[START Data provided]
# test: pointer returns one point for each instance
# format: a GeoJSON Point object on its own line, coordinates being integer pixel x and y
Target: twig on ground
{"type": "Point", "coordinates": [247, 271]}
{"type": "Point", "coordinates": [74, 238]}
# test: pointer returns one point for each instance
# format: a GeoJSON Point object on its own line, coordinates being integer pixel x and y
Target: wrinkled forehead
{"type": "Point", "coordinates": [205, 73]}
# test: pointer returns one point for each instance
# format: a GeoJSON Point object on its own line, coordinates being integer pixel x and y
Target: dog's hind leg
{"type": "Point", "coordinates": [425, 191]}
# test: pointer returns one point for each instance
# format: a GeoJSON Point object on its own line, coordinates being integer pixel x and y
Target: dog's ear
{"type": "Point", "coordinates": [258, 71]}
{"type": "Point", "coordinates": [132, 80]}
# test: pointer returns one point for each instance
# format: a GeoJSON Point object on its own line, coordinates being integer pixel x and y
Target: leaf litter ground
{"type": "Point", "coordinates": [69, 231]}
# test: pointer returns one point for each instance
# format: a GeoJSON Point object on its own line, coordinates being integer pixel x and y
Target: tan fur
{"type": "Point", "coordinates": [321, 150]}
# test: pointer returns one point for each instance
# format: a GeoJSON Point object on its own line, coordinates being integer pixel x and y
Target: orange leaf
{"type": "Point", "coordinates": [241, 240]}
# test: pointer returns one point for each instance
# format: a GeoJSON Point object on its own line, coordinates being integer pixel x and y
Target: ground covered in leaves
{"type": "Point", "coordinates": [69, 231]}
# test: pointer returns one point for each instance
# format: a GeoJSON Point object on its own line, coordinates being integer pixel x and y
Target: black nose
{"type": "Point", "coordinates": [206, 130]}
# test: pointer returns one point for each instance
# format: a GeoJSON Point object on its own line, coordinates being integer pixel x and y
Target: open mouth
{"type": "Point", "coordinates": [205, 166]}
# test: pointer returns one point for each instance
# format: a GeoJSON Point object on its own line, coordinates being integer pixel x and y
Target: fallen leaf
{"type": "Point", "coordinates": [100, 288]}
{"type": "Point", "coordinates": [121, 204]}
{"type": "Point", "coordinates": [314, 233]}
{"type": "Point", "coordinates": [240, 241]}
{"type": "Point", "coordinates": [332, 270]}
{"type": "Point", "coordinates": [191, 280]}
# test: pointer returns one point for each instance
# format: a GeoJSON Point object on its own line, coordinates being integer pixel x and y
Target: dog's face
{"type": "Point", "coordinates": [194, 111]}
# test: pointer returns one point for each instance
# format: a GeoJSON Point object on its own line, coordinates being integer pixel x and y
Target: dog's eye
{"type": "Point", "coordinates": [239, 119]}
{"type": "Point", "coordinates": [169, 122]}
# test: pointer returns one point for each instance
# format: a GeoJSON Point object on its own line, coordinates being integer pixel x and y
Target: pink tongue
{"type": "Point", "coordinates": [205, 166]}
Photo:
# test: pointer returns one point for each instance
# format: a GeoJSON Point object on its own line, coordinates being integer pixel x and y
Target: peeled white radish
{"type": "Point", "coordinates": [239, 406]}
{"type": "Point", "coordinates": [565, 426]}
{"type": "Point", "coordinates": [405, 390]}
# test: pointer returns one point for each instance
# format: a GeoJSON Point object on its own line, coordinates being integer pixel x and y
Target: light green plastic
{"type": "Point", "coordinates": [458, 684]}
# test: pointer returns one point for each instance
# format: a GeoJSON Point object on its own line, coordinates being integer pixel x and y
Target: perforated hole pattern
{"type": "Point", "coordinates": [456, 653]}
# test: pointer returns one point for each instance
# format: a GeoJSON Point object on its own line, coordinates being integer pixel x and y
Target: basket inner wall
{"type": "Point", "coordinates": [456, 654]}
[END Data provided]
▸ Aim of the exercise:
Display each line of the rows above that contains the word "leaf", copied in full.

▸ Exercise response:
Target: leaf litter ground
Target: orange leaf
Target: fallen leaf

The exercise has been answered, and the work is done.